> [Given passage]:
-- Opening Marker --

Member of Parliament for Cape Breton North—Victoria
- In office October 1925 – October 1935
- Preceded by: Fenwick Lionel Kelly
- Succeeded by: Daniel Alexander Cameron

Personal details
- Born: Lewis Wilkieson Johnstone 10 April 1862 Sydney, Nova Scotia
- Died: 9 March 1936 (aged 73)
- Party: Conservative
- Spouse(s): Annie Brown m. 16 June 1892
- Profession: physician, surgeon

= Lewis Wilkieson Johnstone =

Canadian politician (1862–1936)

Lewis Wilkieson Johnstone (10 April 1862 - 9 March 1936) was a Conservative member of the House of Commons of Canada. He was born in Sydney, Nova Scotia and became a physician and surgeon.

Johnstone was the grandson of Edmund Murray Dodd (1797–1876), who represented Sydney, Nova Scotia in the Nova Scotia House of Assembly and served as a Judge in the Supreme Court of Nova Scotia. He was also a descendant of David Mathews, the Loyalist Mayor of New York City under the British during the American Revolution. He was a descendant of the Schuyler family.

Johnstone attended King's College at Windsor, Nova Scotia, then in 1886 graduated in medicine from Bellevue Hospital Medical College. He became a municipal councillor and mayor of Sydney Mines.

He was first elected to Parliament at the Cape Breton North—Victoria riding in the 1925 general election then re-elected there in 1926 and 1930. Johnstone was defeated in the 1935 election by Daniel Alexander Cameron of the Liberal party.

-- Closing Marker --

> [Data listing]:
-- Opening Marker --

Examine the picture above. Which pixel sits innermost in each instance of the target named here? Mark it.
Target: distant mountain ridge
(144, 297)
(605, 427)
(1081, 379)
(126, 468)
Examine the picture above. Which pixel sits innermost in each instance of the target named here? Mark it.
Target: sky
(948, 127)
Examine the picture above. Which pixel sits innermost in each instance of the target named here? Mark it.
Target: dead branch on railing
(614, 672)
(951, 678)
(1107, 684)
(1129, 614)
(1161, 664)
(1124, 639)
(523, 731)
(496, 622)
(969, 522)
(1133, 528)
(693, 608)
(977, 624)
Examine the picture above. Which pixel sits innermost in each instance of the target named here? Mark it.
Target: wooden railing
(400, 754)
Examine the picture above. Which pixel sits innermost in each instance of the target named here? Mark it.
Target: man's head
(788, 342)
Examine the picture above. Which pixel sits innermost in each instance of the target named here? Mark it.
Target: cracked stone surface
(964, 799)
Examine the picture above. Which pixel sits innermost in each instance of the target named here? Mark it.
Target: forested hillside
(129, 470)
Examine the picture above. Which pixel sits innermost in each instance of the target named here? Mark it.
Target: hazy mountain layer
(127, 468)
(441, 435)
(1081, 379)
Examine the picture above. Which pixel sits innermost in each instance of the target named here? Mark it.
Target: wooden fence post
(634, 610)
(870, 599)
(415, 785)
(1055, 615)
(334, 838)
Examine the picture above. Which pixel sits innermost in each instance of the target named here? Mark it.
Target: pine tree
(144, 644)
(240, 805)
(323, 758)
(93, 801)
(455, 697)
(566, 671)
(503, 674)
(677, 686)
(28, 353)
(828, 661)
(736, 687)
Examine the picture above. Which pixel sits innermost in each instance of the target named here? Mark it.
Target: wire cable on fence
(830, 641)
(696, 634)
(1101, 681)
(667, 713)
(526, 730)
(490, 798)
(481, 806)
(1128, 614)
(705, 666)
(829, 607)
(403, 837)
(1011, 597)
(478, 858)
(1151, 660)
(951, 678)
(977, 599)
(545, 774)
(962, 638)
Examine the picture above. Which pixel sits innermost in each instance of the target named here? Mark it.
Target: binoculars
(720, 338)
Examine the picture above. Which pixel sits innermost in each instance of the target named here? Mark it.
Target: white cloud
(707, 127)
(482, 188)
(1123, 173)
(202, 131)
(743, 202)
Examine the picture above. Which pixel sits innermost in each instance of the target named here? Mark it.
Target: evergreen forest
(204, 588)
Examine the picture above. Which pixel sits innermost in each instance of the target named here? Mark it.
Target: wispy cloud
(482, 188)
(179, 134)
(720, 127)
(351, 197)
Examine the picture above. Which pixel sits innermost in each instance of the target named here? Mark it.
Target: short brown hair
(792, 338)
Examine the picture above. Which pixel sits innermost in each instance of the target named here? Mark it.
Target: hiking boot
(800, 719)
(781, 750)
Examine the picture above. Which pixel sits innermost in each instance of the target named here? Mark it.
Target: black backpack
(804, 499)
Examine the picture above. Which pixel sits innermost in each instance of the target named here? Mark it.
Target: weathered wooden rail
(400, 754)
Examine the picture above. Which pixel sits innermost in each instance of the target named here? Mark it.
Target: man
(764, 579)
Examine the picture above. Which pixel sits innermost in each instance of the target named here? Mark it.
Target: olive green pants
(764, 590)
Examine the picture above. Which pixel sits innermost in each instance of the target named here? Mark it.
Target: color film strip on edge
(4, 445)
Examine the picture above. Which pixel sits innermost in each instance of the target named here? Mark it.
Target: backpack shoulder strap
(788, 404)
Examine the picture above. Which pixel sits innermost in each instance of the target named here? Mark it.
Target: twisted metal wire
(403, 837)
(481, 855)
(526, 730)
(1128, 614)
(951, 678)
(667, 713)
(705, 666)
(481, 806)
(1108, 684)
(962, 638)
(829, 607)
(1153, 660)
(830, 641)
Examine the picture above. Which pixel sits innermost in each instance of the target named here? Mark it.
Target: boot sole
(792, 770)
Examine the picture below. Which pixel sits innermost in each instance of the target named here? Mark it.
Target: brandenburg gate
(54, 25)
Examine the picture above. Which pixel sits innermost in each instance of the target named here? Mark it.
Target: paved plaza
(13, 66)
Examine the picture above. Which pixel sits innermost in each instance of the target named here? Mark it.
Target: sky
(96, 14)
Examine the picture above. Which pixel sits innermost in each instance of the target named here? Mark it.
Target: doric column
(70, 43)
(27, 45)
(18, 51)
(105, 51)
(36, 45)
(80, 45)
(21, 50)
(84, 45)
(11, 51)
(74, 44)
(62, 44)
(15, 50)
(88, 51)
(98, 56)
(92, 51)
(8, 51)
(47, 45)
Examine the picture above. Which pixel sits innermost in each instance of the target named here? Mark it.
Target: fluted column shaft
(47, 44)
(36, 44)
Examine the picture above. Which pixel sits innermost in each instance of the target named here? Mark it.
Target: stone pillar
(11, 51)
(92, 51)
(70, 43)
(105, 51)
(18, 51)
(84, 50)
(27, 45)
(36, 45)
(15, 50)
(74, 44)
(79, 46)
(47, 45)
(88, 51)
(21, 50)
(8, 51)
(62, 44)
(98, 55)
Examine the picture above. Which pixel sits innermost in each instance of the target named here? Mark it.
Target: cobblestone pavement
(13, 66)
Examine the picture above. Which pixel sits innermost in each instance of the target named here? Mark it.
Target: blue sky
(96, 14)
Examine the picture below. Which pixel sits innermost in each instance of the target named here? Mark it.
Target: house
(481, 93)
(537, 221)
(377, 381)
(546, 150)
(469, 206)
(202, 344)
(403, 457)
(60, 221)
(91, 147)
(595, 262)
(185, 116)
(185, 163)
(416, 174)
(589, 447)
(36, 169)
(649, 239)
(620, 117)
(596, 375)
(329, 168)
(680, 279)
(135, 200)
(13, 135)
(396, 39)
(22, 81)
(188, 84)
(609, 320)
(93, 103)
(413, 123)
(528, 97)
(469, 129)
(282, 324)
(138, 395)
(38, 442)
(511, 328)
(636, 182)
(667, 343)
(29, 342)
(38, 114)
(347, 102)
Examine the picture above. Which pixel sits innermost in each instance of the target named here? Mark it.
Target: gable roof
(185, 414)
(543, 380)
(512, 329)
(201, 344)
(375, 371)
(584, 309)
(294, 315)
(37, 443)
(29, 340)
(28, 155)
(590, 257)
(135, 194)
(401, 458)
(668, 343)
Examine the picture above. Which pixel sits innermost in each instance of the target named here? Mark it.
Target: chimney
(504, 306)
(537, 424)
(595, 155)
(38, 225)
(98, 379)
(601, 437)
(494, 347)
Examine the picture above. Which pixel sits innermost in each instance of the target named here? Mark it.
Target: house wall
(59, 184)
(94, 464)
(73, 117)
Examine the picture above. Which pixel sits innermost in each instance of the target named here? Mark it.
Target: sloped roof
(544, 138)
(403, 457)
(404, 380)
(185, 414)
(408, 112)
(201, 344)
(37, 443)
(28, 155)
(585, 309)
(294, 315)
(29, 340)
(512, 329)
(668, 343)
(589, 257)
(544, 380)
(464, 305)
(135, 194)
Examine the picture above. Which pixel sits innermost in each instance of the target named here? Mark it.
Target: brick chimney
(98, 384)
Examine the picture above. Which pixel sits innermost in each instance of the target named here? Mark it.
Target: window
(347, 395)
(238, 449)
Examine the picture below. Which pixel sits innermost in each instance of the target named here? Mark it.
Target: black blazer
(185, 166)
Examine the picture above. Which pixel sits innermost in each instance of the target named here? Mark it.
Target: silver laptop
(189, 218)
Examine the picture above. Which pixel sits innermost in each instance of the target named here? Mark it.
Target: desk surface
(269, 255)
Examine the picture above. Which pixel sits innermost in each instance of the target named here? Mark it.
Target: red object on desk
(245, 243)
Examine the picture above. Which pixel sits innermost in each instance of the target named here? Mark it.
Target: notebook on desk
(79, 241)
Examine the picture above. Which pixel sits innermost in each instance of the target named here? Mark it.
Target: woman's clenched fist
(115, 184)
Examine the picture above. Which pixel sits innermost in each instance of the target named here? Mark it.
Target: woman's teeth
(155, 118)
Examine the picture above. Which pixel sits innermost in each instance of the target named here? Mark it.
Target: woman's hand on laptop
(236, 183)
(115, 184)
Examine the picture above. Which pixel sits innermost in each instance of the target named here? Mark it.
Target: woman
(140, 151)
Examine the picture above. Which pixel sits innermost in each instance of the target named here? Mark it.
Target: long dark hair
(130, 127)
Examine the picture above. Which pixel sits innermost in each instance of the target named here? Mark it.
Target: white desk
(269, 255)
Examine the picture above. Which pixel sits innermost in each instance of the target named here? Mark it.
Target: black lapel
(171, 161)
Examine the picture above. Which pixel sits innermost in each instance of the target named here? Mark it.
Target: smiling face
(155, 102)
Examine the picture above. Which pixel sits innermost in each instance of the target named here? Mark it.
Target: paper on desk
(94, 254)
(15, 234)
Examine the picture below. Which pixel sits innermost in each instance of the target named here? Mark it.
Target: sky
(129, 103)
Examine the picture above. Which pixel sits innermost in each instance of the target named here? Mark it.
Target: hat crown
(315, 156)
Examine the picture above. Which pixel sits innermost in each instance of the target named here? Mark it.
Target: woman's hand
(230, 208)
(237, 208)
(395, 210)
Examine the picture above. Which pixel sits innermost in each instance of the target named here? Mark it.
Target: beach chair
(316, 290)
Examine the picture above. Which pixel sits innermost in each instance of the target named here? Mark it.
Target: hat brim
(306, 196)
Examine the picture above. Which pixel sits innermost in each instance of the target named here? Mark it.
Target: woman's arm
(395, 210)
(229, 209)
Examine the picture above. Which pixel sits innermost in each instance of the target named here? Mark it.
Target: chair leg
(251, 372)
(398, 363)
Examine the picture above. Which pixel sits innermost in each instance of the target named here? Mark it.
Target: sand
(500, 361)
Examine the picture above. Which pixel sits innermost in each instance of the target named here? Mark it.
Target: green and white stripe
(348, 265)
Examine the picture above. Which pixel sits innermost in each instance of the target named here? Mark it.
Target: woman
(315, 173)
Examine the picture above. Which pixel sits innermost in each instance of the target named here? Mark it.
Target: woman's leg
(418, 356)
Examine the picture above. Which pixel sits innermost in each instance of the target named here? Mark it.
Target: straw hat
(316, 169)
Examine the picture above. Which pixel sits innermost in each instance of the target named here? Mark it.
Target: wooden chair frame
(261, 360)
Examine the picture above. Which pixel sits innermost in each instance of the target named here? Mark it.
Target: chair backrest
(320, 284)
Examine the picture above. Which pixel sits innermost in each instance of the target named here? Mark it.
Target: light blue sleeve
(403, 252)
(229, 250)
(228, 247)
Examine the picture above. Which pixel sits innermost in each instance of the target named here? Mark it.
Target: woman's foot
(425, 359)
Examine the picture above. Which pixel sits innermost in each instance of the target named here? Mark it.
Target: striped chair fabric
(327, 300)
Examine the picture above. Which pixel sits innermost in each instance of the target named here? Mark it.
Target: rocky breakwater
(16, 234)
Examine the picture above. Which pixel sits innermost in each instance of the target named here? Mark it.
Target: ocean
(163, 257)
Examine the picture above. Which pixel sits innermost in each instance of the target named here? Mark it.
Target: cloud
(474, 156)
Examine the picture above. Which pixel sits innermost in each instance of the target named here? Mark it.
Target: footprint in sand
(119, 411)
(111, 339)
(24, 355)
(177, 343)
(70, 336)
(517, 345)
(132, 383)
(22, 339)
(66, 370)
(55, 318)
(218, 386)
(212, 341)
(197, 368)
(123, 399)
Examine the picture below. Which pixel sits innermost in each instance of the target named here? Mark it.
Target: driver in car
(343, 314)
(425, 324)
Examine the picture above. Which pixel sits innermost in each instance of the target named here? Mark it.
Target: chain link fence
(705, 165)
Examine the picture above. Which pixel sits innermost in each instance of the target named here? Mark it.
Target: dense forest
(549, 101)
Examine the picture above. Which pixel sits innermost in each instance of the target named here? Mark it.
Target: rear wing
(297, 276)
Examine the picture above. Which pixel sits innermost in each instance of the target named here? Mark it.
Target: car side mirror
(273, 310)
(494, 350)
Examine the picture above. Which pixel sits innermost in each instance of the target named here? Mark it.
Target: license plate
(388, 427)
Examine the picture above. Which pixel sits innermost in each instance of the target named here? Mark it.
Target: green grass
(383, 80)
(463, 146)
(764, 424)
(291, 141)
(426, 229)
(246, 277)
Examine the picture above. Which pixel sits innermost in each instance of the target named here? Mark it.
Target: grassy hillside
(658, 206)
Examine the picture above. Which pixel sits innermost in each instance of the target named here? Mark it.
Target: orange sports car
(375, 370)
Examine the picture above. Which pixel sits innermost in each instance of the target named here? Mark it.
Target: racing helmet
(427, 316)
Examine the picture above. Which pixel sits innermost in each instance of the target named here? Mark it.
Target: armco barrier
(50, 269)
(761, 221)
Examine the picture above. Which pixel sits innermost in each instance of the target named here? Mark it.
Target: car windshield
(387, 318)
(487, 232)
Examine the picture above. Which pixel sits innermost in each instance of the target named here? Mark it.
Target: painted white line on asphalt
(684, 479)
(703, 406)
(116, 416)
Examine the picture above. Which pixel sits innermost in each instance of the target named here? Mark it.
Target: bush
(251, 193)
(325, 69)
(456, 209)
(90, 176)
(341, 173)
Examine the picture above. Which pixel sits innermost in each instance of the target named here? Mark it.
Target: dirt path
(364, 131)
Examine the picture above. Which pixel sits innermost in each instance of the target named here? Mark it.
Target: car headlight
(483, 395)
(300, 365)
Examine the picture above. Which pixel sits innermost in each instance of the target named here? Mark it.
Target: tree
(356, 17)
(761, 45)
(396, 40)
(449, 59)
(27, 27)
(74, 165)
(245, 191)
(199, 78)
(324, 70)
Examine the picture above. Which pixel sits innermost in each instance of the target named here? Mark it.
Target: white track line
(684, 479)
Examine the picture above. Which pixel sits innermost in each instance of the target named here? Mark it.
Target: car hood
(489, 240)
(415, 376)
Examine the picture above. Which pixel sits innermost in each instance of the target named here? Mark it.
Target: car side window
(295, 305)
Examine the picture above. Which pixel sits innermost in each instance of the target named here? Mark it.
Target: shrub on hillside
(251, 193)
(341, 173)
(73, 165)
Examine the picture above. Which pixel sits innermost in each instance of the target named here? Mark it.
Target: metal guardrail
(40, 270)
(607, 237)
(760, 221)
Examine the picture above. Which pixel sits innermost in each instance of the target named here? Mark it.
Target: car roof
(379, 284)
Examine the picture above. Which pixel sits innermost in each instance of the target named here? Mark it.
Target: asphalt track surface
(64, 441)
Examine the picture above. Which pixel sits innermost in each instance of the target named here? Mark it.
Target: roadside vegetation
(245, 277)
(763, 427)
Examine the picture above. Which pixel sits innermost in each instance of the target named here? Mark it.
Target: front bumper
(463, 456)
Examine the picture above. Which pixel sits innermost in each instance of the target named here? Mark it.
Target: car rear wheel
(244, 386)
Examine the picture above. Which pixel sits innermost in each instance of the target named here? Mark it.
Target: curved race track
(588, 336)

-- Closing Marker --

> [Problem requirements]:
Repeat the section of the Lewis Wilkieson Johnstone biography that begins at the words "Canadian politician (1862–1936)" and ends after the words "of Sydney Mines.", with no changes to any word or punctuation mark.

> [Exercise answer]:
Canadian politician (1862–1936)

Lewis Wilkieson Johnstone (10 April 1862 - 9 March 1936) was a Conservative member of the House of Commons of Canada. He was born in Sydney, Nova Scotia and became a physician and surgeon.

Johnstone was the grandson of Edmund Murray Dodd (1797–1876), who represented Sydney, Nova Scotia in the Nova Scotia House of Assembly and served as a Judge in the Supreme Court of Nova Scotia. He was also a descendant of David Mathews, the Loyalist Mayor of New York City under the British during the American Revolution. He was a descendant of the Schuyler family.

Johnstone attended King's College at Windsor, Nova Scotia, then in 1886 graduated in medicine from Bellevue Hospital Medical College. He became a municipal councillor and mayor of Sydney Mines.